- Written exercise: Transcribe nothing but the lines from the one with "man in black" to the end of the entries, both included, keeping each exact and leaving every picture out.

- Dataset content:
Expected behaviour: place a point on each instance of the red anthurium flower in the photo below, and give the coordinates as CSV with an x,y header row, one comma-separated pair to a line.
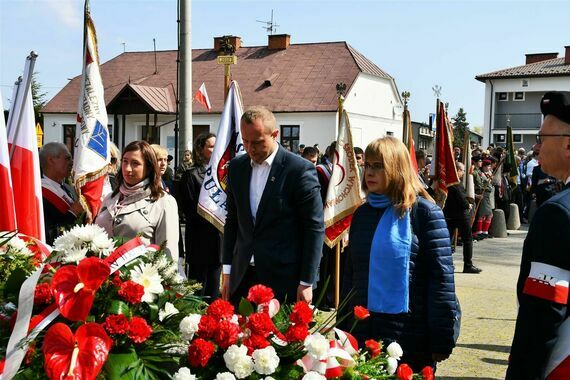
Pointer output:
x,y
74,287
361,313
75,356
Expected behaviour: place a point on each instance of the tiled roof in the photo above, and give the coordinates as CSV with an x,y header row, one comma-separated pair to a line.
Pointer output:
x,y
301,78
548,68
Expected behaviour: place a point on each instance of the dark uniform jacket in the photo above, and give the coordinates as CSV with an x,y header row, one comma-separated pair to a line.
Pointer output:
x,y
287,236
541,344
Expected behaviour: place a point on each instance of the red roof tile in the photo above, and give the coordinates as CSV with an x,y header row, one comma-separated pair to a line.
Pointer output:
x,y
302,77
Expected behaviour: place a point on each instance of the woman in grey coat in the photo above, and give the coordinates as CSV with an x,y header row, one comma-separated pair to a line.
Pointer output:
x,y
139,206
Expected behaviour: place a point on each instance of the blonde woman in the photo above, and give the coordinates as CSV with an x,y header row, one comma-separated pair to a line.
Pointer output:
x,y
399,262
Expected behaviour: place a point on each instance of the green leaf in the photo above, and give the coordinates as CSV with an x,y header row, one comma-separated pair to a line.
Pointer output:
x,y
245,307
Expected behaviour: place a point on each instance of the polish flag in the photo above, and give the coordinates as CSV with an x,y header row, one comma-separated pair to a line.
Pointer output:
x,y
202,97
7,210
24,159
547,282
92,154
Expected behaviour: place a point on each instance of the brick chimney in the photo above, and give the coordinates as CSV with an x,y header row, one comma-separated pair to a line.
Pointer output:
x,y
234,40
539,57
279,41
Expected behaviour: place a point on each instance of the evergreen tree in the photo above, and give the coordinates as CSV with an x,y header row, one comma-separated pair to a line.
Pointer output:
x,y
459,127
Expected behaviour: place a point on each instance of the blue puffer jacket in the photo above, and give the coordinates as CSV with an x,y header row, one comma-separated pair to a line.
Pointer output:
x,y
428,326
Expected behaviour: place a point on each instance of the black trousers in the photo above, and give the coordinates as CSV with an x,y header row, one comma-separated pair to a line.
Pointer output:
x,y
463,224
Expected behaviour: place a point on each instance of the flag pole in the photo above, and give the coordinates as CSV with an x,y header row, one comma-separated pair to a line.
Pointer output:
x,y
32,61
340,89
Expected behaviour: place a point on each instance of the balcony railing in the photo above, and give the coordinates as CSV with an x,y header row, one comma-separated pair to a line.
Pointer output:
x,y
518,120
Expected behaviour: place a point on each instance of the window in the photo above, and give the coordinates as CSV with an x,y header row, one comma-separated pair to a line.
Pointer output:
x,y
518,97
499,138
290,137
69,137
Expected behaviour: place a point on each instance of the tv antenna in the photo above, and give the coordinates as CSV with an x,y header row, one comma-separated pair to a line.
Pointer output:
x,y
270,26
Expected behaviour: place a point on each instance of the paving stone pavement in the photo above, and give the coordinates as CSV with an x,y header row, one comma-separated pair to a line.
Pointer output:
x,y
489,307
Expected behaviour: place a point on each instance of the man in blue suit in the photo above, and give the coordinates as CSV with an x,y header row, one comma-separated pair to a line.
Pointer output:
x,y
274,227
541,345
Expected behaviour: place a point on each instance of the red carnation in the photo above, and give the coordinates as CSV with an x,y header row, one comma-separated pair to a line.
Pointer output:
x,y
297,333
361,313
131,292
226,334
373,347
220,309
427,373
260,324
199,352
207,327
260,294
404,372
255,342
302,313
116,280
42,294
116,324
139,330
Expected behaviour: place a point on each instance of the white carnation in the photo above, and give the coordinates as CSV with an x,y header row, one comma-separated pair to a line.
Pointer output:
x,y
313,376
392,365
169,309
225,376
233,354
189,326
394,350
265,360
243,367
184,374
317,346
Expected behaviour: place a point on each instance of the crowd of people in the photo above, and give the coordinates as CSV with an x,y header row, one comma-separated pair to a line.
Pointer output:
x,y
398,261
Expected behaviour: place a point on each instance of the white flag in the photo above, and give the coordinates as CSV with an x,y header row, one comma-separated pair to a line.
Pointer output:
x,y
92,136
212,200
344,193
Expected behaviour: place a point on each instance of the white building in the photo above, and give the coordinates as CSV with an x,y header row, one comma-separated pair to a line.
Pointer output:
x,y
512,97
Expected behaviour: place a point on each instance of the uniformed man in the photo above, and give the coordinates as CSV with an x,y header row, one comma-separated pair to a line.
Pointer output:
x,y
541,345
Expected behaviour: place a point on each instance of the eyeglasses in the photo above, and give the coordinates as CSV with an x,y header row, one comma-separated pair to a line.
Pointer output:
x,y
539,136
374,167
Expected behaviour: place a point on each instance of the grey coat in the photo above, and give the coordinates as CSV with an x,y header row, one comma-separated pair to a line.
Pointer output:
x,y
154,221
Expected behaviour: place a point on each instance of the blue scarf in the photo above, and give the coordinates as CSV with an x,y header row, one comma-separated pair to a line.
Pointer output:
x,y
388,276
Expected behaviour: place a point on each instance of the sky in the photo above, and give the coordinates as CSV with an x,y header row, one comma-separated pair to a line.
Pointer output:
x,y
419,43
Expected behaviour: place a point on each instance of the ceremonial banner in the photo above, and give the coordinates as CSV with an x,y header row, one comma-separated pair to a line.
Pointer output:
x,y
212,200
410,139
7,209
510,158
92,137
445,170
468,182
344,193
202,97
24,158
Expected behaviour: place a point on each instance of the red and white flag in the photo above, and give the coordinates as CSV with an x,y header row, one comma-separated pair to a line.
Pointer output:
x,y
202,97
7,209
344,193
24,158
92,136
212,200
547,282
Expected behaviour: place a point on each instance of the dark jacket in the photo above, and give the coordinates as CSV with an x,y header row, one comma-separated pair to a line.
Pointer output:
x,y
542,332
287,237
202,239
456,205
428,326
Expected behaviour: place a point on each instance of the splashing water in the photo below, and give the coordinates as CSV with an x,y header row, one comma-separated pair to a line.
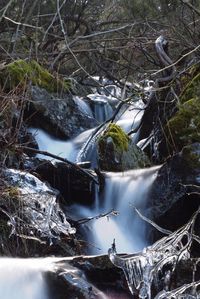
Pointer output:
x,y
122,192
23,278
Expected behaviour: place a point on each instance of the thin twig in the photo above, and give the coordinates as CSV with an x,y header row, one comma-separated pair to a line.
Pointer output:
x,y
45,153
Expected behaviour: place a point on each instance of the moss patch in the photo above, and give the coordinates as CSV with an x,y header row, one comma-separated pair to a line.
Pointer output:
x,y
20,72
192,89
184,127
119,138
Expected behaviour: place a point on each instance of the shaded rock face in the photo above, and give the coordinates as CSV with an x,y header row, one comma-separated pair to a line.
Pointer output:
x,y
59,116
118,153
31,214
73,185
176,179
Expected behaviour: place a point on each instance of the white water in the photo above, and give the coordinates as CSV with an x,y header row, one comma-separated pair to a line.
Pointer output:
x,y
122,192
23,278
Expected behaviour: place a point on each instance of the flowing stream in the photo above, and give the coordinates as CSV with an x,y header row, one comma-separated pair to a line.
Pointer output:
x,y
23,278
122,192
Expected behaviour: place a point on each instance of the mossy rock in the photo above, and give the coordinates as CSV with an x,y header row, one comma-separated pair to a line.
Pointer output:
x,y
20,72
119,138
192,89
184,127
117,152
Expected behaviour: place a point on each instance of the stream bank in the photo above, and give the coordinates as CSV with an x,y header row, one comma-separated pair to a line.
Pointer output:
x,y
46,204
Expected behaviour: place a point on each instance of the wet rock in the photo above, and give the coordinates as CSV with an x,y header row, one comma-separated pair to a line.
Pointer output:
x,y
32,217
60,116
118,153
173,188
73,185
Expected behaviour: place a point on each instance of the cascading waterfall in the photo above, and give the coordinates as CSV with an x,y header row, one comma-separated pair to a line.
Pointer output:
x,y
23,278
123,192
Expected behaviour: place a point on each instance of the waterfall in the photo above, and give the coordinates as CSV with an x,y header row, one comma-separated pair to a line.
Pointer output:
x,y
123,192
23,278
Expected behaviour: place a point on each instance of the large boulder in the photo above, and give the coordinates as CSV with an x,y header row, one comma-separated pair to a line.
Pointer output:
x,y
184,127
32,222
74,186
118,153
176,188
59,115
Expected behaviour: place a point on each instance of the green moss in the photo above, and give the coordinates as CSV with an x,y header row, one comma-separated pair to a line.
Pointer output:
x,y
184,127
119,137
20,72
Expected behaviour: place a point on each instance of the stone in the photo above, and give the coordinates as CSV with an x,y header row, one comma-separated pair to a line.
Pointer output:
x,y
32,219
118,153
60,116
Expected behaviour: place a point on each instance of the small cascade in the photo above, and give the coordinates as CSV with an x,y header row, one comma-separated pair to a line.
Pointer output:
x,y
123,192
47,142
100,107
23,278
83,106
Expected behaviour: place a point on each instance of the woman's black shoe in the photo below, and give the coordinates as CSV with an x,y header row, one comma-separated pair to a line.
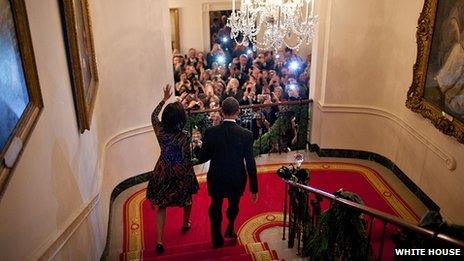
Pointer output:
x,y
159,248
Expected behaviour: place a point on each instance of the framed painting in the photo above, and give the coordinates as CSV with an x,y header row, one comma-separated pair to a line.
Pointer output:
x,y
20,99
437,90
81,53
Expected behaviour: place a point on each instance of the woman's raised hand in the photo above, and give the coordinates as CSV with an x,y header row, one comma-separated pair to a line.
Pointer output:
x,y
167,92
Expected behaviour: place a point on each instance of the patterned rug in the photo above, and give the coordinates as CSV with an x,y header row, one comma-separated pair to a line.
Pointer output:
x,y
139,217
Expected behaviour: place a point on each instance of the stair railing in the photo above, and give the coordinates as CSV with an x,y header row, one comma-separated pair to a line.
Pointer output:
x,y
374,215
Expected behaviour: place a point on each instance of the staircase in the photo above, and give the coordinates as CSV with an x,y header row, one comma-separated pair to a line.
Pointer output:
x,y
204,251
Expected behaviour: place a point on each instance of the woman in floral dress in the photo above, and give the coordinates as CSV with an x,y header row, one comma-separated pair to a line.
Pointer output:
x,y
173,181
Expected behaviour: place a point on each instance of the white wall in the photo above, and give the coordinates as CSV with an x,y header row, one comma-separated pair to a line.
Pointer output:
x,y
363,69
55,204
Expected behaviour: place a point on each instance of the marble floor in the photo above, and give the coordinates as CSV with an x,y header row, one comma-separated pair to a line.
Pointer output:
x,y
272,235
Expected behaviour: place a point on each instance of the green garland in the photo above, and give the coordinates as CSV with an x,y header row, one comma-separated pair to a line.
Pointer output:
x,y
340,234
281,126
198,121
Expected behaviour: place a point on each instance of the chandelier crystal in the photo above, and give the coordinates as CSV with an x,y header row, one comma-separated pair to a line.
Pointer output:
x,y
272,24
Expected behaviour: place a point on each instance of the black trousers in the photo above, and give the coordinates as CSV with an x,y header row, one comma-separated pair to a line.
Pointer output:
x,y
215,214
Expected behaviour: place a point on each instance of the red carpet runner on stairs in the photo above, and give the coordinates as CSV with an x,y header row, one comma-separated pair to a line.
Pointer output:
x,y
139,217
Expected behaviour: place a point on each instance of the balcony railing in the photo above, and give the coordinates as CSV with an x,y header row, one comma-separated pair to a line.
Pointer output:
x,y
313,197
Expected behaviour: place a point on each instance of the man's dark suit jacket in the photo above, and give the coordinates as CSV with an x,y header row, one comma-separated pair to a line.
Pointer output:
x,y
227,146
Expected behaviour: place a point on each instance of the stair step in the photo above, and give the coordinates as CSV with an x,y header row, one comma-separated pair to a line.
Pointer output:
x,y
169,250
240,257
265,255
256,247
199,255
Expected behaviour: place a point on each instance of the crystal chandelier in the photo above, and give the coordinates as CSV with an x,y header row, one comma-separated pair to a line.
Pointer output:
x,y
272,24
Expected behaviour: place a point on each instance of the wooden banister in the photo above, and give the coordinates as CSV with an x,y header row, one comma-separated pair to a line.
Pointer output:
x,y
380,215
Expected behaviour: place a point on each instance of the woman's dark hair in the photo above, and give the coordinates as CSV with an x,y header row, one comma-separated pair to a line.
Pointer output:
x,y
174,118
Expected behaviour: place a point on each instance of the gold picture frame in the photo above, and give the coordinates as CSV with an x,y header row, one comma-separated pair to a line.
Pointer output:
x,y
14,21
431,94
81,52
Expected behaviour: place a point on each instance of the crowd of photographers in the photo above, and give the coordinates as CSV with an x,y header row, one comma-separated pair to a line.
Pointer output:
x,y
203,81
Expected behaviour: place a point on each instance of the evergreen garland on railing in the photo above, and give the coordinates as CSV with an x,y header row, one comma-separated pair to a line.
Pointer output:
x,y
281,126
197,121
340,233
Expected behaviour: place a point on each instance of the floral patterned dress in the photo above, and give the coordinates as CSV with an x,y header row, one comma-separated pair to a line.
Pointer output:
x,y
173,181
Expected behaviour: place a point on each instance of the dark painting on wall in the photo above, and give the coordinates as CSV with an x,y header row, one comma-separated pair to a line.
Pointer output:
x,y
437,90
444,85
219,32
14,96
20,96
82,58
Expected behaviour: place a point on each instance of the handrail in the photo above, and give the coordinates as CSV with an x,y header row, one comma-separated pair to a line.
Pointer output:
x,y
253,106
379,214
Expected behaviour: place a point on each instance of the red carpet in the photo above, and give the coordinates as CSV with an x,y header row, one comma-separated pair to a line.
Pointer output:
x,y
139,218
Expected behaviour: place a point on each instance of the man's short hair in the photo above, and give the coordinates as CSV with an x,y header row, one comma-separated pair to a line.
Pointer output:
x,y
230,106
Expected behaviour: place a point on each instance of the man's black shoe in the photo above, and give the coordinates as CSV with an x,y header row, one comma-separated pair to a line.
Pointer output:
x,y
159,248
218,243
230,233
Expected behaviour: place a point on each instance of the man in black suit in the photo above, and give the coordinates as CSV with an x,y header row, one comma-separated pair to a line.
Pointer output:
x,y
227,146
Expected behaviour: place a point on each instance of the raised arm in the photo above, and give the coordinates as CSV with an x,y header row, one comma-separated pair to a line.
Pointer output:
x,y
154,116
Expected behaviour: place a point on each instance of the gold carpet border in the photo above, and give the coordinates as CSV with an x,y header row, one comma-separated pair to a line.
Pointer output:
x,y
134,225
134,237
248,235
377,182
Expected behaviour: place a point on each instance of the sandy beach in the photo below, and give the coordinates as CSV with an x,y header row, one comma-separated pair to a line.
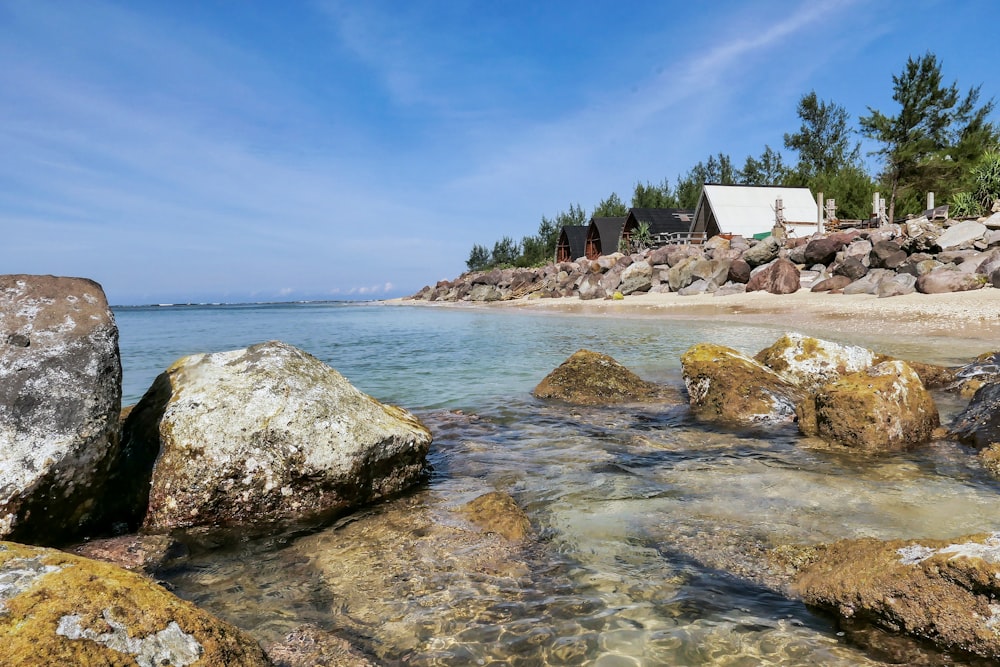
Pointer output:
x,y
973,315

- Reply to the task:
Expected behaviour: place a point on each instance of the man in black suit in the photo above, and give the coordinates as CSV with an x,y header row, one comma-separated pair to a line.
Pointer output:
x,y
227,146
Expected behaviour: place a point on each instance of the raised arm in the photo above, and give the coordinates as CSV with an x,y header row, one comma-separated pair to a line.
Pointer output:
x,y
154,116
Expected behaviour: place a point on each instance of the gold carpet border in the photo above, and give the coordinates as CSV with an x,y header row, one comma-separated pair to a line.
Pointer output:
x,y
134,225
134,237
248,235
377,182
Expected behaviour: place a point on each instance of the sandy beach in the photo below, and give the coordinates as CSV with an x,y header row, one comma-separated pair to a line.
Pointer output:
x,y
973,315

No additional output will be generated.